§ **PROBLEM TO WORK ON**: Reproduce all the lines exactly as they stand, apart from the pictures.

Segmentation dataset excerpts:
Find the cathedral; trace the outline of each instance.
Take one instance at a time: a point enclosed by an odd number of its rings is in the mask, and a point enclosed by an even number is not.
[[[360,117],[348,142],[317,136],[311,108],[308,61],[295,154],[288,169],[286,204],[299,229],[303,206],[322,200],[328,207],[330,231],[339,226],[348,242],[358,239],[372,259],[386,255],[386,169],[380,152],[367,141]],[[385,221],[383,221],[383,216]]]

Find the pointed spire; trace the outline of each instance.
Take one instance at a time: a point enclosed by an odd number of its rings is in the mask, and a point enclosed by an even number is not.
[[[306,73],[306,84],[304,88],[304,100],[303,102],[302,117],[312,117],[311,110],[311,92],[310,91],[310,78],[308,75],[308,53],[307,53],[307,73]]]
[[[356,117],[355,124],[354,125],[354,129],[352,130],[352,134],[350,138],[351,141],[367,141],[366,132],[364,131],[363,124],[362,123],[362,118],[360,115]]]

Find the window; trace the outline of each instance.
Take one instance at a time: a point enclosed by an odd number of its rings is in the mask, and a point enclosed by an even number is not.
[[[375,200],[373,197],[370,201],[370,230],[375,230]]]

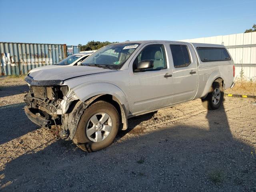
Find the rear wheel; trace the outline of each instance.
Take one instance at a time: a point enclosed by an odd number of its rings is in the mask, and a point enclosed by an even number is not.
[[[98,101],[81,116],[73,141],[84,151],[100,150],[112,143],[119,126],[119,116],[115,107],[105,101]]]
[[[218,81],[213,82],[206,97],[202,99],[203,106],[208,110],[218,109],[223,100],[224,92],[222,84]]]

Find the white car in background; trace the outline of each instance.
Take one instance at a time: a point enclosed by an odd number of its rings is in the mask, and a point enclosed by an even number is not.
[[[96,50],[85,51],[80,53],[76,53],[74,55],[68,56],[68,57],[52,65],[47,65],[42,67],[37,67],[30,70],[30,73],[37,71],[41,69],[46,69],[55,68],[61,66],[72,66],[80,65],[84,60],[89,56],[95,52]]]

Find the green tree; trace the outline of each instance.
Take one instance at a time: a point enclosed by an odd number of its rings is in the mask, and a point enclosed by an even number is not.
[[[256,24],[254,24],[252,26],[252,29],[246,29],[244,33],[250,33],[250,32],[254,32],[256,31]]]
[[[97,50],[106,45],[117,42],[110,42],[109,41],[101,42],[100,41],[94,41],[94,40],[92,40],[88,42],[85,45],[81,46],[80,47],[80,51]]]

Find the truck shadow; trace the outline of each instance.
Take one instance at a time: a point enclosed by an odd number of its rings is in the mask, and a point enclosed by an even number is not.
[[[17,95],[28,91],[28,85],[18,85],[7,87],[0,87],[0,97]]]
[[[141,121],[150,115],[141,116]],[[5,191],[255,191],[253,148],[233,138],[223,106],[208,111],[206,117],[208,130],[184,122],[118,140],[91,153],[71,142],[58,141],[7,163],[0,172],[4,176],[0,188]],[[133,127],[140,123],[139,117],[129,121]]]

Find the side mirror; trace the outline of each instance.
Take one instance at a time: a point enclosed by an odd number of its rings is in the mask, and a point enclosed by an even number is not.
[[[152,60],[142,60],[139,63],[136,70],[143,71],[143,70],[153,68],[153,67],[154,61]]]

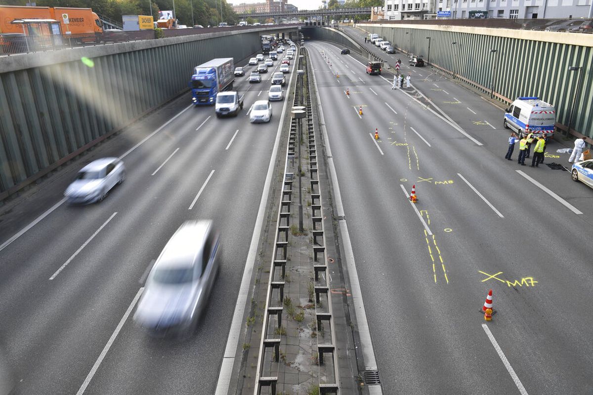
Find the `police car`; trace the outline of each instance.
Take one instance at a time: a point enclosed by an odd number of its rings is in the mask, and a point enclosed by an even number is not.
[[[593,159],[578,162],[572,165],[570,176],[575,181],[582,181],[593,188]]]

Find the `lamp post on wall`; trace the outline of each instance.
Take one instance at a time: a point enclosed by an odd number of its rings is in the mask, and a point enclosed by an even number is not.
[[[576,71],[576,92],[572,97],[572,105],[570,107],[570,113],[568,116],[568,130],[566,131],[566,136],[570,136],[570,124],[572,123],[572,113],[575,111],[575,105],[576,104],[576,97],[578,94],[579,85],[581,85],[581,69],[582,68],[582,66],[570,66],[568,68],[569,71]]]
[[[496,53],[498,51],[498,49],[491,49],[490,50],[490,53]],[[494,59],[496,57],[495,55],[492,55],[492,65],[491,68],[492,69],[492,73],[490,76],[490,98],[494,97],[494,70],[496,69],[496,64],[494,63]]]

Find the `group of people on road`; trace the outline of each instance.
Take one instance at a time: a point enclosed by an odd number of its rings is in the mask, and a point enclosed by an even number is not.
[[[511,133],[509,137],[509,149],[506,151],[505,158],[512,160],[511,158],[515,150],[515,144],[519,141],[519,158],[517,163],[521,166],[525,166],[525,160],[530,158],[531,144],[535,143],[533,149],[533,159],[531,160],[531,167],[538,167],[538,165],[544,163],[544,150],[546,147],[546,134],[535,137],[532,132],[524,136],[520,140],[515,133]]]

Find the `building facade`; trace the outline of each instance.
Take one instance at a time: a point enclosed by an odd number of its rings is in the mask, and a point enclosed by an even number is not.
[[[387,20],[433,19],[438,11],[451,18],[511,19],[586,18],[592,0],[385,0]]]

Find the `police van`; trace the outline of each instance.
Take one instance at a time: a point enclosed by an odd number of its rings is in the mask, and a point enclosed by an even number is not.
[[[518,97],[505,111],[504,126],[522,137],[530,132],[551,137],[556,124],[556,109],[537,97]]]

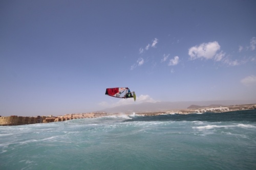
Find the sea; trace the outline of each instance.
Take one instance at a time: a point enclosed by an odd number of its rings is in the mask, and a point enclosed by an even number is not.
[[[256,110],[0,126],[0,169],[256,169]]]

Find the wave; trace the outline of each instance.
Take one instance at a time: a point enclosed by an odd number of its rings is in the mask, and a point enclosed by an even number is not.
[[[199,127],[193,127],[193,129],[198,129],[200,130],[208,130],[214,128],[234,128],[234,127],[239,127],[242,128],[253,128],[255,129],[256,126],[251,125],[246,125],[246,124],[239,124],[236,125],[206,125],[203,126],[199,126]]]

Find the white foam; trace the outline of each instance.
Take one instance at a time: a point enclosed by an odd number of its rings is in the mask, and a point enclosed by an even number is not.
[[[208,130],[214,128],[229,128],[240,127],[243,128],[256,128],[256,127],[251,125],[238,124],[236,125],[206,125],[204,126],[193,127],[193,129],[198,129],[200,130]]]
[[[241,128],[256,128],[256,127],[251,125],[238,124],[238,126]]]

§ **ANSWER FOR THE TASK**:
Find the cathedral; trace the outline of each instance.
Take one instance at a time: a point enclosed by an odd number of its rings is in the mask, and a point enclosed by an even number is not.
[[[360,117],[348,142],[317,136],[311,108],[308,61],[295,154],[288,169],[286,204],[299,229],[303,206],[322,200],[328,207],[330,231],[339,226],[348,242],[358,239],[372,259],[386,255],[386,169],[380,152],[367,141]],[[385,221],[383,221],[383,216]]]

Find the pointed spire; trace the outline of each instance.
Take one instance at a time: a point enclosed by an odd number of its rings is in the mask, and a point enclosed by an even number is not.
[[[306,73],[306,84],[304,88],[304,100],[303,102],[302,117],[312,117],[311,110],[311,92],[310,91],[310,78],[308,75],[308,53],[307,53],[307,73]]]
[[[356,117],[355,124],[354,125],[354,129],[352,130],[352,134],[350,138],[351,141],[367,141],[366,132],[364,131],[363,124],[362,123],[362,118],[360,115]]]

Find the window; trace the outline of each instance.
Take one instance at a time: a point enclosed by an odd number of its rings is in the mask, and a point enclosed by an even number is not.
[[[375,200],[373,197],[370,201],[370,230],[375,230]]]

Find the rear wheel; trace the outline of each instance.
Take one instance at a time: a point enclosed by an odd number of its rings is in the mask, and a point enclosed by an even number is not.
[[[98,101],[81,116],[73,141],[84,151],[100,150],[112,143],[119,126],[119,116],[115,107],[105,101]]]
[[[218,81],[213,82],[206,97],[202,99],[203,106],[208,110],[218,109],[223,100],[224,92],[222,84]]]

Find the white car in background; trace the outline of each instance.
Take one instance at a time: a point enclosed by an odd number of its rings is in the mask, and a point enclosed by an even number is not.
[[[96,50],[85,51],[80,53],[76,53],[74,55],[68,56],[68,57],[52,65],[47,65],[42,67],[37,67],[30,70],[30,73],[37,71],[41,69],[46,69],[55,68],[61,66],[72,66],[80,65],[84,60],[89,56],[95,52]]]

Find the green tree; trace the outline of each instance.
Take one instance at a time: a point enclosed by an odd number of its rings is in the mask, and a point enclosed by an even number is not.
[[[256,24],[254,24],[252,26],[252,29],[246,29],[244,33],[250,33],[250,32],[254,32],[256,31]]]
[[[97,50],[106,45],[117,42],[110,42],[109,41],[101,42],[100,41],[94,41],[94,40],[92,40],[88,42],[85,45],[81,46],[80,47],[80,51]]]

Find the truck shadow; trace the outline of each instance.
Take one instance at a time: a point enclosed by an odd number of its rings is in the mask, and a point enclosed by an even number is not.
[[[17,95],[28,91],[28,85],[18,85],[7,87],[0,87],[0,97]]]
[[[141,121],[150,115],[141,116]],[[5,191],[255,191],[253,148],[233,138],[223,106],[208,111],[206,117],[208,130],[184,122],[118,140],[91,153],[71,142],[58,141],[7,163],[0,172],[4,176],[0,188]],[[133,127],[140,123],[139,117],[129,121]]]

Find the side mirror; trace the outline of each instance.
Take one instance at a time: a point enclosed by an odd number of its rings is in the mask, and a point enclosed by an even number is not.
[[[152,60],[142,60],[139,63],[136,70],[143,71],[143,70],[153,68],[153,67],[154,61]]]

Find the `police car`; trace the outline of each instance.
Take one instance at a time: a point enclosed by an odd number of its rings is in the mask, and a point enclosed by an even number is not.
[[[593,159],[578,162],[572,165],[570,176],[575,181],[582,181],[593,188]]]

Find the `lamp post on wall`; trace the outline of each instance.
Take one instance at a time: a point enclosed by an odd number of its rings is in the mask, and a point enclosed by an even number is not.
[[[576,71],[576,92],[572,97],[572,105],[570,107],[570,113],[568,116],[568,130],[566,131],[566,136],[570,136],[570,124],[572,123],[572,113],[575,111],[575,105],[576,104],[576,97],[578,94],[579,85],[581,85],[581,69],[582,68],[582,66],[570,66],[568,68],[569,71]]]
[[[496,53],[498,51],[498,49],[491,49],[490,50],[490,53]],[[494,59],[496,57],[495,55],[492,55],[492,65],[491,68],[492,69],[492,73],[490,76],[490,98],[494,97],[494,70],[496,69],[496,64],[494,63]]]

Find the `group of people on road`; trace the outline of each instance.
Take one instance at a time: a point enclosed by an odd number of its rings is in the mask, and a point enclosed by an even number is not.
[[[511,133],[509,137],[509,149],[506,151],[505,158],[512,160],[511,158],[515,150],[515,144],[519,141],[519,158],[517,163],[521,166],[525,166],[525,160],[530,158],[531,144],[535,143],[533,149],[533,159],[531,160],[531,167],[538,167],[538,165],[544,163],[544,150],[546,147],[546,134],[535,137],[532,132],[524,136],[520,140],[515,133]]]

Find the `building facade`; trace the outline of each instance.
Take one instance at a time: a point enclosed by an odd number of its rings is in the mask, and a point enclosed by an even number is not.
[[[387,20],[433,19],[438,11],[451,18],[511,19],[586,18],[592,0],[385,0]]]

Find the `police van`; trace the outline of each instance.
Take one instance at a time: a point enclosed by an odd number of its rings is in the mask, and a point enclosed by an even number is not.
[[[518,97],[505,111],[504,126],[522,137],[530,132],[551,137],[556,124],[556,109],[537,97]]]

Find the sea; trace the outline of each instance.
Take one instance at a time: a point enclosed by an odd number of its rings is in the mask, and a point enclosed by an even number is not.
[[[256,110],[0,126],[0,169],[256,169]]]

Find the wave; trace the outline of each instance.
Take one instance at a time: a point enclosed by an odd number of its rings is in the mask, and a point enclosed by an even number is not.
[[[199,127],[193,127],[193,129],[198,129],[200,130],[208,130],[214,128],[234,128],[234,127],[239,127],[242,128],[253,128],[255,129],[256,126],[251,125],[246,125],[246,124],[239,124],[236,125],[206,125],[203,126],[199,126]]]

Find the white foam; trace the outline of each instance.
Take one instance at a time: a point enclosed by an odd number of its rings is in the mask, and a point enclosed by an even number is not.
[[[208,130],[214,128],[229,128],[240,127],[243,128],[256,128],[256,127],[251,125],[238,124],[236,125],[206,125],[204,126],[193,127],[193,129],[198,129],[200,130]]]
[[[241,128],[256,128],[256,127],[251,125],[238,124],[238,126]]]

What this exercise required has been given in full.